* [Source material]:
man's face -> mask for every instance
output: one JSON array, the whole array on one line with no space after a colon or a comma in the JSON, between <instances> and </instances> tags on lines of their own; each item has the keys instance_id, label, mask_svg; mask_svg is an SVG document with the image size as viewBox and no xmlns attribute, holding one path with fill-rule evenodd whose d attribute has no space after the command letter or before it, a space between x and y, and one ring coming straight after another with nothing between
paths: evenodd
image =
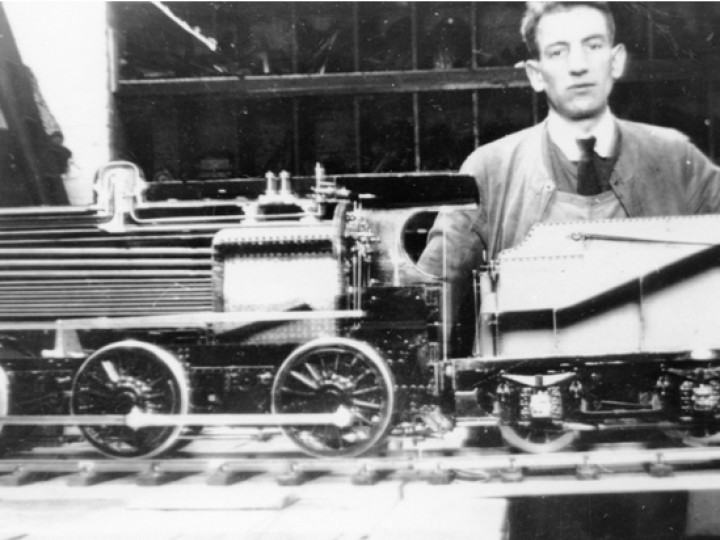
<instances>
[{"instance_id":1,"label":"man's face","mask_svg":"<svg viewBox=\"0 0 720 540\"><path fill-rule=\"evenodd\" d=\"M605 16L577 6L544 15L537 27L538 60L526 70L536 92L569 120L599 116L625 67L625 48L612 45Z\"/></svg>"}]
</instances>

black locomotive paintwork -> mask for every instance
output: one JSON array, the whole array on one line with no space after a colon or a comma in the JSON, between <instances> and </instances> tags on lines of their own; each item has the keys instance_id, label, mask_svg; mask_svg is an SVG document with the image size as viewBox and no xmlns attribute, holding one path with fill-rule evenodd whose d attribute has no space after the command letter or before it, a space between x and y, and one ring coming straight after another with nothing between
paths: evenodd
<instances>
[{"instance_id":1,"label":"black locomotive paintwork","mask_svg":"<svg viewBox=\"0 0 720 540\"><path fill-rule=\"evenodd\" d=\"M716 246L569 306L526 308L517 298L519 309L484 306L466 321L478 333L475 352L456 358L444 281L415 263L442 206L476 203L471 177L339 175L277 192L257 179L147 186L120 162L98 185L105 195L85 209L0 215L0 417L347 408L349 426L285 427L318 456L359 455L394 432L442 434L458 423L496 425L531 452L565 447L581 432L648 426L714 442L712 351L704 358L688 343L598 352L575 339L568 353L552 343L578 322L605 324L628 298L685 286L716 266ZM569 272L577 260L540 259L526 260L542 272L565 272L564 260ZM494 289L478 292L477 305L507 294L514 278L502 263L479 269ZM229 318L214 318L222 314ZM538 349L512 352L537 336L545 336ZM115 457L171 451L185 433L81 429ZM0 438L10 449L57 444L63 433L5 426Z\"/></svg>"}]
</instances>

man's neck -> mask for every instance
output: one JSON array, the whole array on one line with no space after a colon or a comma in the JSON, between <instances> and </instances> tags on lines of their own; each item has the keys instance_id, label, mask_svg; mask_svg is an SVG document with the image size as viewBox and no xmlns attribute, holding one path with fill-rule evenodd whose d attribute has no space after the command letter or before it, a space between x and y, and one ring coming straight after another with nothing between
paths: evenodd
<instances>
[{"instance_id":1,"label":"man's neck","mask_svg":"<svg viewBox=\"0 0 720 540\"><path fill-rule=\"evenodd\" d=\"M609 114L610 109L608 107L605 107L605 110L603 110L597 116L593 116L592 118L583 118L581 120L573 120L570 118L565 118L564 116L561 116L560 114L555 112L553 109L550 109L548 117L552 116L552 121L555 122L558 126L561 126L561 129L568 135L572 135L573 138L585 139L592 135L595 128L597 128L600 122L602 122Z\"/></svg>"},{"instance_id":2,"label":"man's neck","mask_svg":"<svg viewBox=\"0 0 720 540\"><path fill-rule=\"evenodd\" d=\"M603 157L610 155L614 148L614 117L608 108L599 116L582 121L568 120L551 109L548 113L548 131L550 139L571 161L579 159L576 139L594 136L598 142L596 151Z\"/></svg>"}]
</instances>

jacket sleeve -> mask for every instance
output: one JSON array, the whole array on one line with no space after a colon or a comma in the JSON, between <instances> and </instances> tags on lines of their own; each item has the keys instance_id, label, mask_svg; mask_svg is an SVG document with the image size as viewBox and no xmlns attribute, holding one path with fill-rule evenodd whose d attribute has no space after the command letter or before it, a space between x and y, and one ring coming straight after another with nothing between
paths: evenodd
<instances>
[{"instance_id":1,"label":"jacket sleeve","mask_svg":"<svg viewBox=\"0 0 720 540\"><path fill-rule=\"evenodd\" d=\"M461 173L475 177L481 193L480 205L472 209L443 208L428 233L427 245L418 262L421 271L438 278L446 277L451 283L469 279L483 260L482 231L486 219L480 156L476 150L460 169Z\"/></svg>"},{"instance_id":2,"label":"jacket sleeve","mask_svg":"<svg viewBox=\"0 0 720 540\"><path fill-rule=\"evenodd\" d=\"M422 272L442 279L447 285L445 332L453 355L469 354L472 346L475 329L472 274L483 262L483 216L482 204L472 209L443 208L418 261Z\"/></svg>"},{"instance_id":3,"label":"jacket sleeve","mask_svg":"<svg viewBox=\"0 0 720 540\"><path fill-rule=\"evenodd\" d=\"M475 209L443 208L428 233L418 262L420 270L450 282L469 278L482 263L484 250L477 220Z\"/></svg>"},{"instance_id":4,"label":"jacket sleeve","mask_svg":"<svg viewBox=\"0 0 720 540\"><path fill-rule=\"evenodd\" d=\"M690 141L686 143L685 175L690 212L720 213L720 167Z\"/></svg>"}]
</instances>

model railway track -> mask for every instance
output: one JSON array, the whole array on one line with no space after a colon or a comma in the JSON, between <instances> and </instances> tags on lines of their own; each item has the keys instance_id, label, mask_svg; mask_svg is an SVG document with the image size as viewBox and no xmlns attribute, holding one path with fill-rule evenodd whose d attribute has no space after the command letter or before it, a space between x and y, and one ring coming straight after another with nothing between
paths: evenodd
<instances>
[{"instance_id":1,"label":"model railway track","mask_svg":"<svg viewBox=\"0 0 720 540\"><path fill-rule=\"evenodd\" d=\"M714 489L720 482L720 449L626 448L548 455L490 453L492 449L399 451L356 459L316 459L294 454L202 454L153 460L15 456L0 461L0 487L58 482L67 486L160 486L198 482L211 486L258 483L280 486L424 482L474 484L489 497L599 492ZM192 480L188 480L192 479Z\"/></svg>"}]
</instances>

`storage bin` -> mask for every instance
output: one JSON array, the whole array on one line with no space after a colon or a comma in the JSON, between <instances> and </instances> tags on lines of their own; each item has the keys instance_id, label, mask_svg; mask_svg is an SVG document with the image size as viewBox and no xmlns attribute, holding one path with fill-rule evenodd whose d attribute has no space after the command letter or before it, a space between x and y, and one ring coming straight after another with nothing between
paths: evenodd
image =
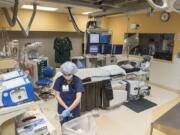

* [What to work on]:
State only how many lines above hold the string "every".

* [Written response]:
6